* Exercise brief: In the sheet stacker text below, what part detects the top level of the sheets stacked on the table?

BACKGROUND OF THE INVENTION
A conventional sheet stacker will be described by referring to FIG.
1. A corrugated cardboad web 101 which has been continuously
manufactured through various preceding steps is cut off into
several thinner sheets in the direction of advancement and,
thereafter, widthwisely cut off by means of a cutter 102 at
intervals of a predetermined length into corrugated cardboard
sheets 103. The sheets 103 are discharged from a cuter outlet by a
conveyor 104 to a shingling conveyor 105 which is driven at a lower
speed than the former conveyor 104, so that the singled or
overlapped sheets (in the form of stacked roofing slates) are fed
onto a transfer conveyor 106. A plurality of braking members such
as brushes, leaf springs or free rollers are disposed above the
shingling conveyor 105 to restrain advance of the sheets. Because
the sheets are cut off by means of the cutter to any desired length
usually in a range of 500-5000 mm, the braking members are manually
adjusted between their operative and inoperative modes depending on
the length of the sheets.
The sheet 103 is discharged onto a sheet stacking table 107 through
the transfer conveyor 106. More specifically, the discharged sheet
103 strikes against a front plate 109 and drops downward to be
stacked on the sheet stacking table 107 in sequential order. The
sheet stacking table 107 is driven up and down by a motor 110
through sprockets 111, 112 and chains 113, 114, 115. An upper end
level of the sheets stacked on the table 107 is detected by a
photoelectric tube 108. When the sheets 103 interrupt an optical
path of the photoelectric tube 108, the motor 110 is driven and,
when they do not interrupt the optical path, the motor 110 is
stopped. Thus, the motor 110 is controllably driven so that the
distance a that the sheets fall from the transfer conveyor 106 is
kept substantially constant. Designated at 116 is a limit switch
which is actuated upon downward movement of the table 107 for
stopping the motor 110.
In such a conventional sheet stacker, the braking members must be
manually moved up and down for each order change to vary a length
of the sheets 103. This manual setting is troublesome and often not
in good timed relationship with the order change. If not in good
timed relationship, the sheets just after change in length are not
favorably braked, with the result that they may be disordered,
folded or travel too fast and hence became jammed.
The corrugated cardboard sheet 103 to be manufactured is divided
into several types having different thicknesses of 3 mm, 5 mm and 9
mm, for example, depending on the size of corrugations, and the
number of sheets discharged from the transfer conveyor 106 onto the
table 107 is largely varied in accordance with the manufacturing
speed and length of the sheets. Meanwhile, the descent speed of the
sheet stacking table, i.e., a rotational speed of the motor 110,
must be large enough to be capable of following handling the
maximum capacity of stacked sheets. Since the descent speed of the
table is so set in the above sheet stacker, the table descent speed
becomes too large for the normal amount of stacked sheets and
descending of the table can not be stopped with fine enough
control, thus resulting in a larger fall distance a. With the
increased fall distance a, the dropping sheets are more largely
disordered so that they are not stacked on the table in a neat
order but instead are stacked in a random state. Such a random
state gives rise to the problems that the stacked sheets are liable
to break and the projecting portions of the sheets may be damaged,
when transferred to the next step, and that handling of the sheets
in the next step becomes difficult and automization of the handling
is hampered due to the resulting difficulty.

* Extracted entries:
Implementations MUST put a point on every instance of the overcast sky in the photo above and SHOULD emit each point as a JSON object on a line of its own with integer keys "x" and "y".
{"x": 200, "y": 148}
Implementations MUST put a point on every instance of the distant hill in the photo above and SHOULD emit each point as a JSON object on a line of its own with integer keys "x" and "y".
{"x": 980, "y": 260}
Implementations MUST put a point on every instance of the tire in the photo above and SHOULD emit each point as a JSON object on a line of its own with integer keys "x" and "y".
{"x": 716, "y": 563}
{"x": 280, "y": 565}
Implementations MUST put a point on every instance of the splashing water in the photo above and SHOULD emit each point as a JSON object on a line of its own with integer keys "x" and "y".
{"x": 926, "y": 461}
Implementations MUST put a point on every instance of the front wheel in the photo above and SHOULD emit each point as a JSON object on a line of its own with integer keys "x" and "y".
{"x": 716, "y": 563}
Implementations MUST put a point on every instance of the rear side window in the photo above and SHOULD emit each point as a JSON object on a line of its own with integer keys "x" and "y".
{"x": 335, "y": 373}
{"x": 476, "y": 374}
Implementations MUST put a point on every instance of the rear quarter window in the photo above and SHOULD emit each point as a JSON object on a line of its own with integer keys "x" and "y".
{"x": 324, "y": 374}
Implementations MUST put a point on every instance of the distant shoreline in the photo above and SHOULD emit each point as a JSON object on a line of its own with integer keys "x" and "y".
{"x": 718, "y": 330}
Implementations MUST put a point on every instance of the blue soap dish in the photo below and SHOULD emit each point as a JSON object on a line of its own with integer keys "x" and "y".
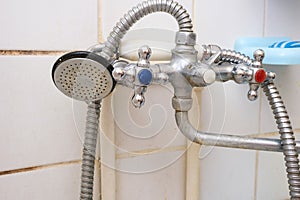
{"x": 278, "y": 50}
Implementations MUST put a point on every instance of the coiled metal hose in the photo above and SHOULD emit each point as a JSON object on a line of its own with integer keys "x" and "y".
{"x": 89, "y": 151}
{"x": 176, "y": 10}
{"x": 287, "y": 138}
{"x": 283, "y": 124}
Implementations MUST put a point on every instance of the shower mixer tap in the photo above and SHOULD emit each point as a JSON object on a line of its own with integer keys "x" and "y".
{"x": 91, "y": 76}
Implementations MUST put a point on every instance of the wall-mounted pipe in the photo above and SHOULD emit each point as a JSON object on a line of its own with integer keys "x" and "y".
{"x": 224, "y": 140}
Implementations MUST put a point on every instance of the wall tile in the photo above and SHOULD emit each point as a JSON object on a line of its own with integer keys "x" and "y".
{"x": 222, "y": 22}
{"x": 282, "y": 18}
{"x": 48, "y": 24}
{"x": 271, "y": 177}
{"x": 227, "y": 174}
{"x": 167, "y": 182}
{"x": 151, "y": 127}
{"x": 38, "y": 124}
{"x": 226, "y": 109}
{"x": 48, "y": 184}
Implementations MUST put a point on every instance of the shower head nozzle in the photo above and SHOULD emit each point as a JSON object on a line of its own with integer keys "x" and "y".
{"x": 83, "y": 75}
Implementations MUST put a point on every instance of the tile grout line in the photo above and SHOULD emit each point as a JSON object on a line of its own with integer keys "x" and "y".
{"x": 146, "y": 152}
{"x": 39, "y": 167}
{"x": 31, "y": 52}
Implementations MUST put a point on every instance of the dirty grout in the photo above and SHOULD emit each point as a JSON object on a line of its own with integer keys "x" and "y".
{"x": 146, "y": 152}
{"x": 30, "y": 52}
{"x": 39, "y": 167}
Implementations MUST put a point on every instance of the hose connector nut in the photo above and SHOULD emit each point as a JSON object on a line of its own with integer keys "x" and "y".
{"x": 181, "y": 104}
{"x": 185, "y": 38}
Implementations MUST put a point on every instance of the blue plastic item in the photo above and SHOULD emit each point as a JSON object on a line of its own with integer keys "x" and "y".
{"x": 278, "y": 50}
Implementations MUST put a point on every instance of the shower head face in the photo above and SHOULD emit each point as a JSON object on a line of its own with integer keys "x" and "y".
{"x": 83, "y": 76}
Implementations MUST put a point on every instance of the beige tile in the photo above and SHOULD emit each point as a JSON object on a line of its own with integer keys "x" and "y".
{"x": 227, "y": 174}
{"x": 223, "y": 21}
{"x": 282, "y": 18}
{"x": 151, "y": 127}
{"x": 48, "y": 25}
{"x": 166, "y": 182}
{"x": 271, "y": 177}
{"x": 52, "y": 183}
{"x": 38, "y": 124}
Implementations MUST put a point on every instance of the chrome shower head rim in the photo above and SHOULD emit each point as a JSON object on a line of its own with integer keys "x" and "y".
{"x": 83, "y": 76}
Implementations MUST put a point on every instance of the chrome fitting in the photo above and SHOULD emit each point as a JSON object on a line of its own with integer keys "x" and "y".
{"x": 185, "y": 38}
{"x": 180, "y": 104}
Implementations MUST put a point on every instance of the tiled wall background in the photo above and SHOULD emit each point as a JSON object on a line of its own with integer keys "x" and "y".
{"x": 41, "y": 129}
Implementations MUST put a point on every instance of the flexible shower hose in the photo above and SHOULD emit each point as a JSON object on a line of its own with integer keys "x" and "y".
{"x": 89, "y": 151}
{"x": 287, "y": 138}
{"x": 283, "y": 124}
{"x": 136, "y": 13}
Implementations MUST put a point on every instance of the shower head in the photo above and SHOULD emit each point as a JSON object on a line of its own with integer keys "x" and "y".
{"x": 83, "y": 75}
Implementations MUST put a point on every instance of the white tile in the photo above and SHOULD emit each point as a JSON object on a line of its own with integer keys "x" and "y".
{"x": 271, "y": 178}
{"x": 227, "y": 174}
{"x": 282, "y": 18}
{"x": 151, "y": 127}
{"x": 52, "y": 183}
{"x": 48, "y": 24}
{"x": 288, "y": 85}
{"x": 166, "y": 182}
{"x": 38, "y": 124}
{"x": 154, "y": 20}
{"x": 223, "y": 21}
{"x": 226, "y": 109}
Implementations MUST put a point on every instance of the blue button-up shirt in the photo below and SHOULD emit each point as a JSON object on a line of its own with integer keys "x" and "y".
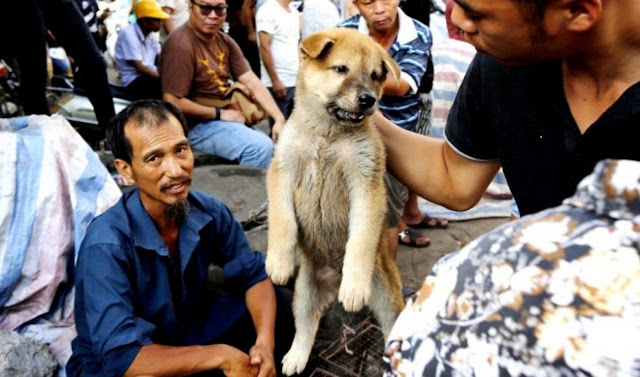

* Response to the exercise: A photoelectric tube.